── INPUT ──
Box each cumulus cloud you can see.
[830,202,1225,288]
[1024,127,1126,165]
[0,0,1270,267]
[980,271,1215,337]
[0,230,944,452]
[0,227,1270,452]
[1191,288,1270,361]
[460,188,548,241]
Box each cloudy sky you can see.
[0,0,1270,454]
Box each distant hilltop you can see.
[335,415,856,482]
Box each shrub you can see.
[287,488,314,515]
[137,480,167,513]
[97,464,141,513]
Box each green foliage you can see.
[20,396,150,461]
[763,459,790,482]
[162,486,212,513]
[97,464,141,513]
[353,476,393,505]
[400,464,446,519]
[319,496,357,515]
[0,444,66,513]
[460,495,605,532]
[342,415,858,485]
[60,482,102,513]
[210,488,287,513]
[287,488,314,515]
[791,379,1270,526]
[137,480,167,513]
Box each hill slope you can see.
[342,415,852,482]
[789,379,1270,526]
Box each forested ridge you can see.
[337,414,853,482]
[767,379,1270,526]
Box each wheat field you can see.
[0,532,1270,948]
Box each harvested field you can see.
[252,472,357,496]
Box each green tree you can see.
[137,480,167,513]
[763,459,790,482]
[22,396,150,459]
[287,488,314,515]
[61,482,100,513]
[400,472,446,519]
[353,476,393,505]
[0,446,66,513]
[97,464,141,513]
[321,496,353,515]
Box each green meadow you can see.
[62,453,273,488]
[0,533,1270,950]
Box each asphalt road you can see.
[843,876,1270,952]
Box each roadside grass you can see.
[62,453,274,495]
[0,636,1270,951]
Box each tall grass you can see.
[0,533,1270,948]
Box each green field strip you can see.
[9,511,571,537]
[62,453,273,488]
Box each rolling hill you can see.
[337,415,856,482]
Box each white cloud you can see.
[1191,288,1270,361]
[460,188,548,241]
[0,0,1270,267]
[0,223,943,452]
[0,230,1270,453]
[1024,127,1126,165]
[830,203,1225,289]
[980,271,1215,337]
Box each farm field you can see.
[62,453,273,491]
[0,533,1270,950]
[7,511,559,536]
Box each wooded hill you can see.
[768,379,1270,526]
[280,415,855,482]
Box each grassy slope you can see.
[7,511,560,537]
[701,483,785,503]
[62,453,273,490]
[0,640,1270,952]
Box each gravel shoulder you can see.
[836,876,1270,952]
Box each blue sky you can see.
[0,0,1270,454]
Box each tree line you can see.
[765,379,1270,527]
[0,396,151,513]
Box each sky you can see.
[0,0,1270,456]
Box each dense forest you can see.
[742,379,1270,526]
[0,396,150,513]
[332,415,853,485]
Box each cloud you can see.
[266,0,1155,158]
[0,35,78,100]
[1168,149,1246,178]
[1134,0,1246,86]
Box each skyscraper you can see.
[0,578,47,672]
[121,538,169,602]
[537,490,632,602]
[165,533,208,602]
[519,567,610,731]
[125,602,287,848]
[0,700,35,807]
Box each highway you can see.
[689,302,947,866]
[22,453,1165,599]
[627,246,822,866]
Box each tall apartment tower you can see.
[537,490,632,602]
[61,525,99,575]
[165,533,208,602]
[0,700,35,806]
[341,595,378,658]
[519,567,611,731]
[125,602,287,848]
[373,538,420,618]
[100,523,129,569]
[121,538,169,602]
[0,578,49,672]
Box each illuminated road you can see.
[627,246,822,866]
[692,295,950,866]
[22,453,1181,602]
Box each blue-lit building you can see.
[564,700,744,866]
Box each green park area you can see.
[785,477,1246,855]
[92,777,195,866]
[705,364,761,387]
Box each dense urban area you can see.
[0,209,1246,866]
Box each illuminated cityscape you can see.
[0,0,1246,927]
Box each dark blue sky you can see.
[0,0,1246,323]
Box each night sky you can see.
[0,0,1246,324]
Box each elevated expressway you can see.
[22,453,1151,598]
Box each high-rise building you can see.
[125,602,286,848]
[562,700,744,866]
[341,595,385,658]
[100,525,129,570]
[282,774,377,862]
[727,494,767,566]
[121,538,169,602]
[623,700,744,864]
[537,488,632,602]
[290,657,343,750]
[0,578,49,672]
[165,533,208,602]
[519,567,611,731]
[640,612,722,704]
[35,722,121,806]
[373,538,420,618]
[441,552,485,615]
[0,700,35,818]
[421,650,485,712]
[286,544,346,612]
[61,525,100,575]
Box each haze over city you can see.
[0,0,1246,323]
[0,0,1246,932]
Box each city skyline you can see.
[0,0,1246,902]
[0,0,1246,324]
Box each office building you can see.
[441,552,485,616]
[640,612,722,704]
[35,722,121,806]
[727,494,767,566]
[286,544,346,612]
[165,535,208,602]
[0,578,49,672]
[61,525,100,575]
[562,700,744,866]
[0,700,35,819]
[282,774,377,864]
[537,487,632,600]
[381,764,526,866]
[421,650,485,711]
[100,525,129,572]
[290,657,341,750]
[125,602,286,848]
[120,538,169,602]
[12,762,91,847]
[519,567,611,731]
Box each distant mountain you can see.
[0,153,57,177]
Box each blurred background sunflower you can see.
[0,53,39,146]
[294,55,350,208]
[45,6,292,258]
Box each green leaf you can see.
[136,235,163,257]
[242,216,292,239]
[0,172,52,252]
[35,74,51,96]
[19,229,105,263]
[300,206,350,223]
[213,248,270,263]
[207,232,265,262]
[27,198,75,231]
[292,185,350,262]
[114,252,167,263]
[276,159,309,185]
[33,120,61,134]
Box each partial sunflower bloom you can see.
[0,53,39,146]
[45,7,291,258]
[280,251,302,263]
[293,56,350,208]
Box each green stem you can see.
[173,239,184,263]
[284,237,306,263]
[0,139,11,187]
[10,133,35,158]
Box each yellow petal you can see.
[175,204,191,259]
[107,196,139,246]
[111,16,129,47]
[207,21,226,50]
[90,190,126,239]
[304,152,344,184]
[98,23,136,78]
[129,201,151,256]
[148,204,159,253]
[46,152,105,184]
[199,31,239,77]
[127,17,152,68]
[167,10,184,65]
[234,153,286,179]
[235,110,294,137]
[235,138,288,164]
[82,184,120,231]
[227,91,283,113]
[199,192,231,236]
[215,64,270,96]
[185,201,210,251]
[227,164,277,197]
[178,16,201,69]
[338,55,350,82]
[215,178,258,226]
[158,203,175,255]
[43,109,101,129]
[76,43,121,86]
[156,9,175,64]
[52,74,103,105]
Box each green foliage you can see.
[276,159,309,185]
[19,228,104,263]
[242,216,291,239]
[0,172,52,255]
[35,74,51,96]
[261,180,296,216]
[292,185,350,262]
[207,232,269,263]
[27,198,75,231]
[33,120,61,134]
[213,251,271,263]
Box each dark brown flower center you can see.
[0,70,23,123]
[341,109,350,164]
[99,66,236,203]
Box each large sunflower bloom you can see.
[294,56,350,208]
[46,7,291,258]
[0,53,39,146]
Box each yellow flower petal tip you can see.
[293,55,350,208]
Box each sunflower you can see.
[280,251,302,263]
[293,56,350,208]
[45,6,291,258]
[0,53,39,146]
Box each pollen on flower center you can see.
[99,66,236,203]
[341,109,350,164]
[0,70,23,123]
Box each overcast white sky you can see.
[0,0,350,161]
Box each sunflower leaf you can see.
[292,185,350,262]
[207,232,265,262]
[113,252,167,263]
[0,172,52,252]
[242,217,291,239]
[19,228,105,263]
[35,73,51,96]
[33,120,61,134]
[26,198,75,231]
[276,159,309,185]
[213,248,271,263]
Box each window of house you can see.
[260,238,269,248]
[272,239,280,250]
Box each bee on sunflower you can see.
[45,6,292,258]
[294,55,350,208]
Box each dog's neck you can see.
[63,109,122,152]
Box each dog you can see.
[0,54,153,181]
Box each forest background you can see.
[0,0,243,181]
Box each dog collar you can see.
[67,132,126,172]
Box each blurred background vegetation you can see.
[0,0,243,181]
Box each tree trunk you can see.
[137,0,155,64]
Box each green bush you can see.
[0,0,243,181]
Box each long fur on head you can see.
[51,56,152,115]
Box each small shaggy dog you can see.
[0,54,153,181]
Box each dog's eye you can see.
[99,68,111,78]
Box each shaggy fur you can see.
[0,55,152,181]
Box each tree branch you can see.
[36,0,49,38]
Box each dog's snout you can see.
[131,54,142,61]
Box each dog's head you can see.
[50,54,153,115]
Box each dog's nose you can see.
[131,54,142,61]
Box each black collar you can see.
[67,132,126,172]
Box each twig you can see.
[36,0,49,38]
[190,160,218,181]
───
AIM OF THE TASK: Recast the entries as a numbered list without blank lines, from the line with "Box each wheat field you can see." up to and including the line with "[332,415,853,485]".

EXERCISE SOLUTION:
1. Box each wheat field you can see.
2. [0,532,1270,948]
3. Box each harvested field you can see.
4. [252,472,357,496]
5. Box each green tree you can see.
6. [137,480,167,513]
7. [763,459,790,482]
8. [22,396,150,459]
9. [287,488,314,515]
10. [61,482,100,513]
11. [400,472,446,519]
12. [353,476,393,505]
13. [0,446,66,513]
14. [97,464,141,513]
15. [321,496,353,515]
16. Box each green meadow you can see.
17. [62,453,273,488]
18. [0,533,1270,950]
19. Box each asphalt road you can see.
20. [843,876,1270,952]
21. Box each roadside grass you can see.
22. [62,453,274,495]
23. [0,636,1270,951]
24. Box each tall grass you can see.
25. [0,533,1270,948]
26. Box each green field strip you can see.
27. [9,511,571,537]
28. [62,453,273,488]
29. Box each rolling hill you can see.
30. [337,415,856,482]
31. Box each white cloud you can see.
32. [1191,288,1270,361]
33. [460,188,548,241]
34. [0,0,1270,267]
35. [0,223,943,452]
36. [0,230,1270,453]
37. [1024,127,1126,165]
38. [830,203,1225,289]
39. [980,271,1215,337]
40. Box each farm field you can see.
41. [62,453,273,491]
42. [0,533,1270,950]
43. [7,511,559,536]
44. Box each wooded hill you can see.
45. [768,379,1270,526]
46. [280,415,855,482]
47. Box each grassy slope you can see.
48. [7,511,560,537]
49. [701,483,785,503]
50. [62,453,273,490]
51. [0,640,1270,952]
52. Box each gravel shoulder you can see.
53. [836,876,1270,952]
54. Box each blue sky you can see.
55. [0,0,1270,454]
56. Box each tree line you can see.
57. [765,379,1270,527]
58. [0,396,151,513]
59. Box each sky you can see.
60. [0,0,1270,456]
61. Box each dense forest you can see.
62. [742,379,1270,526]
63. [0,396,150,513]
64. [332,415,853,485]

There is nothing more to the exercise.